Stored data
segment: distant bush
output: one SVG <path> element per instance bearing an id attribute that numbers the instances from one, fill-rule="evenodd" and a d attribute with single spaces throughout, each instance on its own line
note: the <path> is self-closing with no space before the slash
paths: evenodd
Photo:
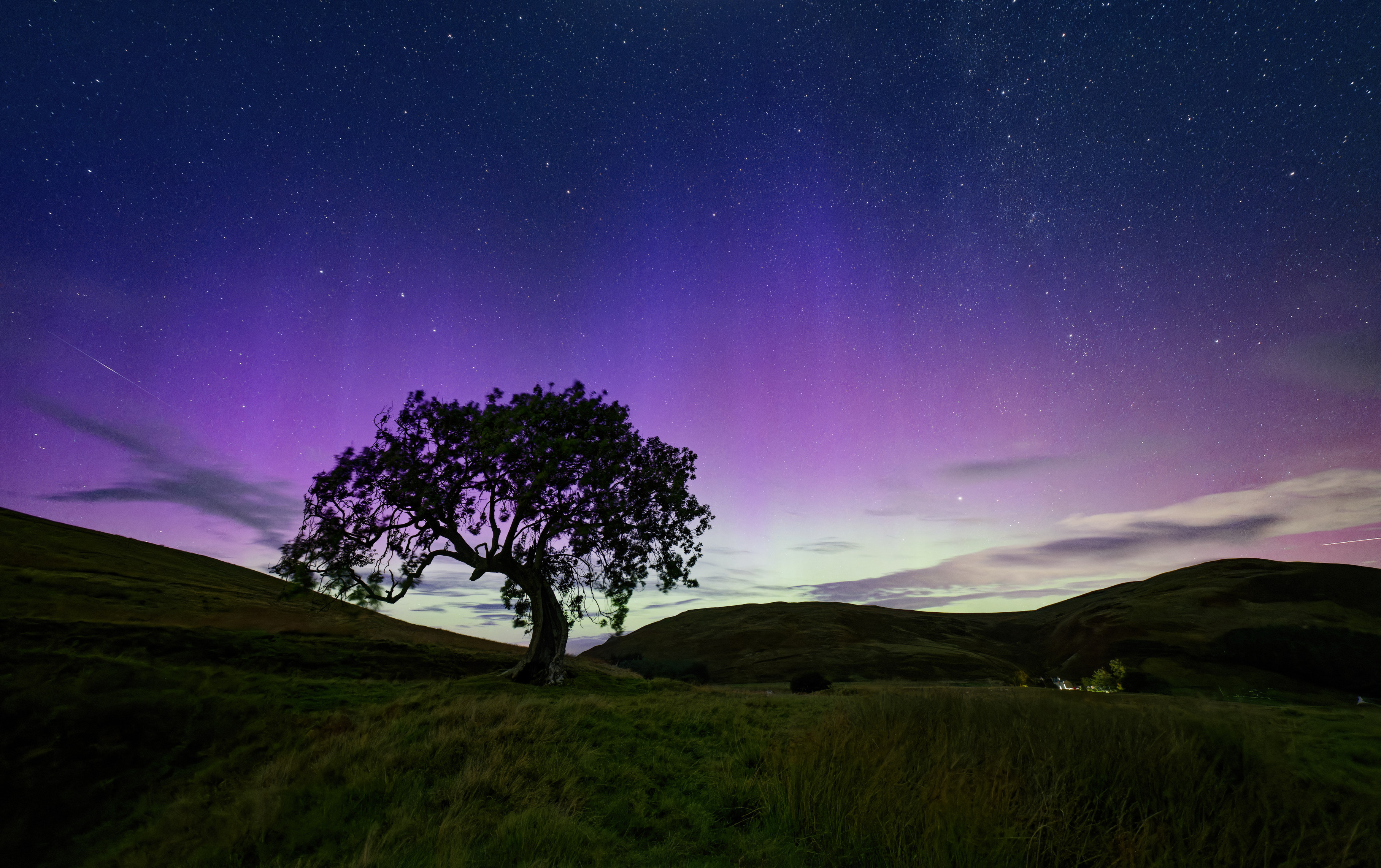
<path id="1" fill-rule="evenodd" d="M 1214 646 L 1232 662 L 1349 693 L 1381 693 L 1381 636 L 1338 627 L 1244 627 Z"/>
<path id="2" fill-rule="evenodd" d="M 1166 693 L 1170 690 L 1170 682 L 1149 672 L 1128 672 L 1123 678 L 1123 690 L 1127 693 Z"/>
<path id="3" fill-rule="evenodd" d="M 791 679 L 791 693 L 816 693 L 829 689 L 830 680 L 819 672 L 807 672 Z"/>
<path id="4" fill-rule="evenodd" d="M 1109 660 L 1106 669 L 1094 672 L 1092 678 L 1083 679 L 1084 690 L 1094 693 L 1117 693 L 1123 689 L 1123 679 L 1127 678 L 1127 667 L 1120 660 Z"/>
<path id="5" fill-rule="evenodd" d="M 648 660 L 642 654 L 615 657 L 613 665 L 632 669 L 642 678 L 671 678 L 678 682 L 703 684 L 710 680 L 710 668 L 699 660 Z"/>

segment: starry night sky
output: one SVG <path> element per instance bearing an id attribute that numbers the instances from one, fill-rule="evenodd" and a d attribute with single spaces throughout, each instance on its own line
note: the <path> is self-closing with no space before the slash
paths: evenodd
<path id="1" fill-rule="evenodd" d="M 630 627 L 1381 563 L 1381 7 L 278 6 L 8 7 L 0 504 L 264 567 L 410 389 L 579 378 L 718 516 Z"/>

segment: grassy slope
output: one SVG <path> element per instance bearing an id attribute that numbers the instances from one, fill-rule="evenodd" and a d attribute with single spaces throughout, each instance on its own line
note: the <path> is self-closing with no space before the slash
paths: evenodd
<path id="1" fill-rule="evenodd" d="M 1120 657 L 1185 693 L 1317 693 L 1213 653 L 1232 629 L 1294 625 L 1381 633 L 1381 570 L 1218 560 L 1025 613 L 939 614 L 848 603 L 697 609 L 590 649 L 609 660 L 693 658 L 718 682 L 830 678 L 1005 679 L 1015 669 L 1081 678 Z"/>
<path id="2" fill-rule="evenodd" d="M 318 593 L 283 599 L 286 582 L 214 558 L 0 509 L 0 574 L 11 615 L 253 629 L 428 643 L 514 657 L 521 649 L 463 636 Z"/>
<path id="3" fill-rule="evenodd" d="M 561 689 L 427 678 L 505 657 L 371 639 L 396 622 L 363 610 L 327 610 L 334 635 L 283 632 L 280 602 L 214 570 L 265 577 L 88 533 L 29 524 L 0 566 L 35 600 L 0 658 L 0 851 L 17 864 L 1381 864 L 1364 834 L 1381 709 L 764 696 L 591 662 Z M 128 595 L 95 598 L 104 620 L 86 599 L 102 577 Z M 186 604 L 200 593 L 222 609 Z M 267 622 L 195 620 L 226 609 Z"/>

## Aim
Give the listing above as a two-column CSV with the columns "request" and "answer", one row per request, where each field is quoted and its line breaks are turned into spaces. Leave the pictures out.

## Final answer
request,answer
"segment: distant bush output: one SVG <path> element per instance bearing an id attribute that numbers the instances from one, fill-rule=""evenodd"" and a d attribute with single spaces throughout, each instance on its own line note: the <path> is self-closing with no space before the slash paths: evenodd Photo:","<path id=""1"" fill-rule=""evenodd"" d=""M 1214 646 L 1232 662 L 1349 693 L 1381 693 L 1381 636 L 1338 627 L 1244 627 Z""/> <path id=""2"" fill-rule=""evenodd"" d=""M 1166 693 L 1170 690 L 1170 682 L 1149 672 L 1128 672 L 1123 678 L 1123 690 L 1127 693 Z""/> <path id=""3"" fill-rule=""evenodd"" d=""M 791 679 L 791 693 L 816 693 L 829 689 L 830 680 L 819 672 L 807 672 Z""/> <path id=""4"" fill-rule=""evenodd"" d=""M 1109 660 L 1106 669 L 1094 672 L 1092 678 L 1083 679 L 1084 690 L 1094 693 L 1117 693 L 1123 689 L 1123 679 L 1127 678 L 1127 667 L 1120 660 Z""/> <path id=""5"" fill-rule=""evenodd"" d=""M 648 660 L 642 654 L 615 657 L 613 665 L 632 669 L 642 678 L 671 678 L 678 682 L 703 684 L 710 680 L 710 668 L 699 660 Z""/>"
"segment: starry night sky output: one SVG <path> element per instance bearing an id attribute that numbers the instances from one, fill-rule=""evenodd"" and a d attribute with single spaces throughout, each instance on its own line note: the <path> is self-closing with no space before the slash paths: evenodd","<path id=""1"" fill-rule=""evenodd"" d=""M 630 627 L 1381 563 L 1381 7 L 278 6 L 8 7 L 0 504 L 264 567 L 410 389 L 579 378 L 718 516 Z""/>"
"segment: grassy slope output: one SVG <path> element per instance bearing an id attribute that numbers the instances from one, fill-rule=""evenodd"" and a d attribute with single spaces throughout, each instance on its own line note: the <path> is self-closing with no space before the slash paths: evenodd","<path id=""1"" fill-rule=""evenodd"" d=""M 1120 657 L 1185 693 L 1317 693 L 1213 653 L 1232 629 L 1294 625 L 1381 633 L 1381 570 L 1218 560 L 1025 613 L 939 614 L 848 603 L 697 609 L 590 649 L 609 660 L 693 658 L 718 682 L 830 678 L 1005 679 L 1015 669 L 1081 678 Z""/> <path id=""2"" fill-rule=""evenodd"" d=""M 318 593 L 283 599 L 286 582 L 214 558 L 0 509 L 0 574 L 11 615 L 253 629 L 428 643 L 514 657 L 521 649 L 463 636 Z""/> <path id=""3"" fill-rule=""evenodd"" d=""M 561 689 L 427 678 L 505 657 L 371 639 L 396 622 L 363 610 L 327 610 L 334 635 L 283 632 L 280 602 L 214 570 L 265 577 L 88 533 L 29 524 L 0 566 L 35 600 L 0 658 L 0 851 L 17 864 L 1381 864 L 1364 834 L 1381 709 L 764 696 L 591 662 Z M 128 595 L 95 598 L 104 620 L 86 599 L 102 577 Z M 186 604 L 200 593 L 222 609 Z M 267 622 L 195 620 L 226 609 Z""/>"